- _PAGE EXCERPT_
==============================
Opinion
NOT TO BE PUBLISHED IN THE OFFICIAL REPORTS
APPEAL from orders of the Superior Court of Los Angeles County No. CK 00541. Jacqueline Lewis, Judge.
Deborah Dentler, under appointment by the Court of Appeal, for Defendant and Appellant.
Raymond G. Fortner, Jr., County Counsel, James M. Owens, Assistant County Counsel and Fred Klink, Deputy County Counsel, for Plaintiff and Respondent.
ROTHSCHILD, J.
Appellant Murray S. appeals from the orders made under Welfare and Institutions Code sections 300 and 361 asserting dependency court jurisdiction over his daughter, M.S. (born in 2003), and removing M.S. from Murray’s custody. Murray contends the evidence was insufficient to sustain the section 300 petition counts regarding him, the order sustaining the petition as to either M.S.’s mother or him, and the court’s dispositional order requiring him to complete a sex abuse counseling program. We disagree and affirm.
All undesignated code section references are to the Welfare and Institutions Code.
==============================
- _RECORDED INFORMATION_

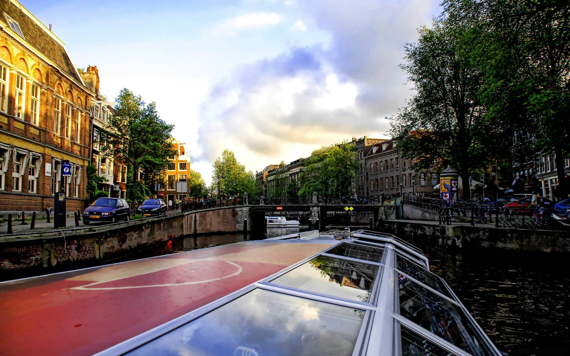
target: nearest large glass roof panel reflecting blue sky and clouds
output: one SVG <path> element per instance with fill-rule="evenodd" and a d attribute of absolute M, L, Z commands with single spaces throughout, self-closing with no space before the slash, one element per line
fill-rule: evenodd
==============================
According to the court opinion, which judge issued the orders being appealed?

- _SOLVED EXERCISE_
Jacqueline Lewis